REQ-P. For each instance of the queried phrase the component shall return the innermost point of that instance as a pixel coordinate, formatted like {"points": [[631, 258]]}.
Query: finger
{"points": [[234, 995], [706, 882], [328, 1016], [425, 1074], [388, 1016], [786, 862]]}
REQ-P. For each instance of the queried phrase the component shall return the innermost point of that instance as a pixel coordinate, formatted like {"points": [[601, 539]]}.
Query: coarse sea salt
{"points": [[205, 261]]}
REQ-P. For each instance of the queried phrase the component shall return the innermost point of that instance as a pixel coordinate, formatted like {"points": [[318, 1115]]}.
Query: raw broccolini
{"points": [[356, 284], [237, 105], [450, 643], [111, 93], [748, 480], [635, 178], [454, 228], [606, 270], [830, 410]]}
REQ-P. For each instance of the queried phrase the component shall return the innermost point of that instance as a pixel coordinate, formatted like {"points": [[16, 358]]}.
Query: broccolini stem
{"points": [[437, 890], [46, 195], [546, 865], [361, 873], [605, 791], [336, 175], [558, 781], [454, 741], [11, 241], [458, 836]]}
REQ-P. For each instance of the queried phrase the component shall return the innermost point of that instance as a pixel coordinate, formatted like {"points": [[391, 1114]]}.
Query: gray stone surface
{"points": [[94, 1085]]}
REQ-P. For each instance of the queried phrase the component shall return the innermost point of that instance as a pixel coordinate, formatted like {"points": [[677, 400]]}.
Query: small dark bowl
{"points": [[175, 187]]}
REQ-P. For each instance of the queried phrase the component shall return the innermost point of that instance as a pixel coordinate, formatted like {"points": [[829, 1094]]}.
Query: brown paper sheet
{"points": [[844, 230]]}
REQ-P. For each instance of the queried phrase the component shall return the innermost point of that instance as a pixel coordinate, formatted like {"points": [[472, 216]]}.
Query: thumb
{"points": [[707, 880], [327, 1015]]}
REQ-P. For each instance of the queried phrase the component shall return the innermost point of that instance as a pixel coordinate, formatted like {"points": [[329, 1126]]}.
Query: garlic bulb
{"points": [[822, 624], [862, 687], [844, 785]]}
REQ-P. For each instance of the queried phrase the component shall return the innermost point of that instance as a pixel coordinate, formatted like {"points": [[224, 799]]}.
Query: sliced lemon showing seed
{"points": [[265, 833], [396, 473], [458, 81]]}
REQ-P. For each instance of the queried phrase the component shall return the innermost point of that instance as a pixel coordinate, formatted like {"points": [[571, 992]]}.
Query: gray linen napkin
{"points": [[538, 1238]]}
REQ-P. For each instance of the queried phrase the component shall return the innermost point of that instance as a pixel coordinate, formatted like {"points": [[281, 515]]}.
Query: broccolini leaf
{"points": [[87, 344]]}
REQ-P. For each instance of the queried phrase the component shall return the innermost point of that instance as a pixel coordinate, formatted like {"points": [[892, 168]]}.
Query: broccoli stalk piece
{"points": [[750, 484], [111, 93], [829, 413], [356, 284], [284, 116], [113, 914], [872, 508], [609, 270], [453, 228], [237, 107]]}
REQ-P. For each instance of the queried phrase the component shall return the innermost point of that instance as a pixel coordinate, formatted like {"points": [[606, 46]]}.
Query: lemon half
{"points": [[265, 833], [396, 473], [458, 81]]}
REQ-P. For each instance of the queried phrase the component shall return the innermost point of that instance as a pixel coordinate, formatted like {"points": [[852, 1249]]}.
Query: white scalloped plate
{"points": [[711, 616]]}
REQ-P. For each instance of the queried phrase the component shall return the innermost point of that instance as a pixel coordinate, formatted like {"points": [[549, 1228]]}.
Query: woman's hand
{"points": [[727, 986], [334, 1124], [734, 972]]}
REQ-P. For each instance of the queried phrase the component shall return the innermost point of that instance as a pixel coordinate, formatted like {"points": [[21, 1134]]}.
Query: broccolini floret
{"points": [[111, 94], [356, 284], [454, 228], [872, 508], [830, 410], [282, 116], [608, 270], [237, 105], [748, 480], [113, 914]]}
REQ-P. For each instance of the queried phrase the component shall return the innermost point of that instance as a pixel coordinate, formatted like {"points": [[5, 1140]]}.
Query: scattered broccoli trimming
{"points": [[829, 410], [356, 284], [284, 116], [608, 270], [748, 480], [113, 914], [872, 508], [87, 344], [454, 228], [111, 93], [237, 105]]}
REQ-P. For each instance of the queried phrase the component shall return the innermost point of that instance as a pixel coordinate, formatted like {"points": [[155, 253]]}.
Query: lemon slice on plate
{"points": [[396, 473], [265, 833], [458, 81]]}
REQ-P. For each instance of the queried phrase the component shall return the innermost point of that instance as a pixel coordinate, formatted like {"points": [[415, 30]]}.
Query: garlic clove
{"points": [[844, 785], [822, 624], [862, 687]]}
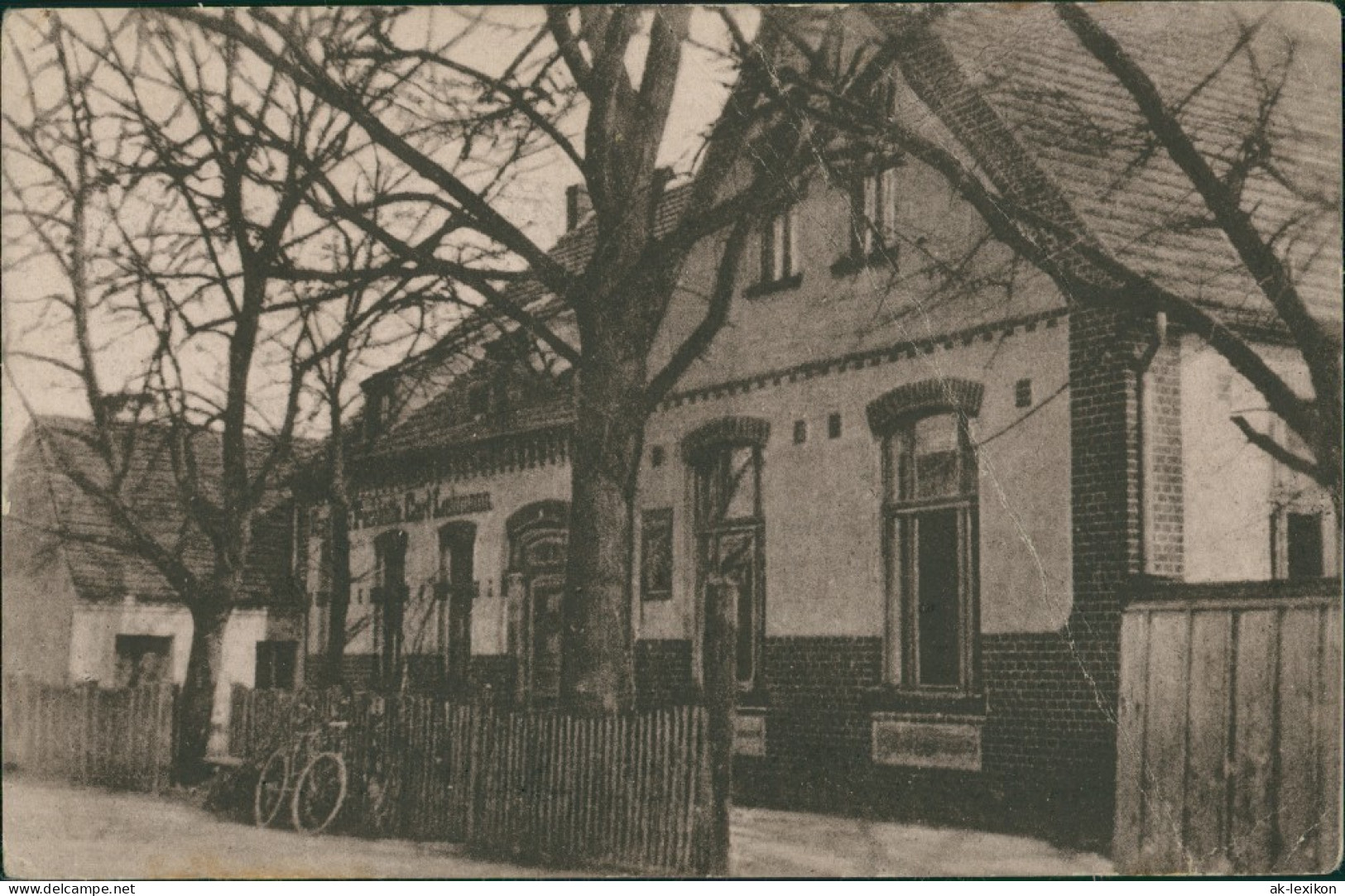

---

Task description :: Word-for-word restatement: every line from the one with "Query: lemon slice on plate" through the final line of the data, both ends included, pictures excluded.

Response below ::
Query: lemon slice on plate
{"points": [[396, 473], [265, 833], [458, 81]]}
REQ-P. For each instance of the queried phrase the component shall return the innermost point of that instance as a pixel coordinate, formatted like {"points": [[415, 30]]}.
Query: garlic clove
{"points": [[844, 785], [822, 624], [862, 687]]}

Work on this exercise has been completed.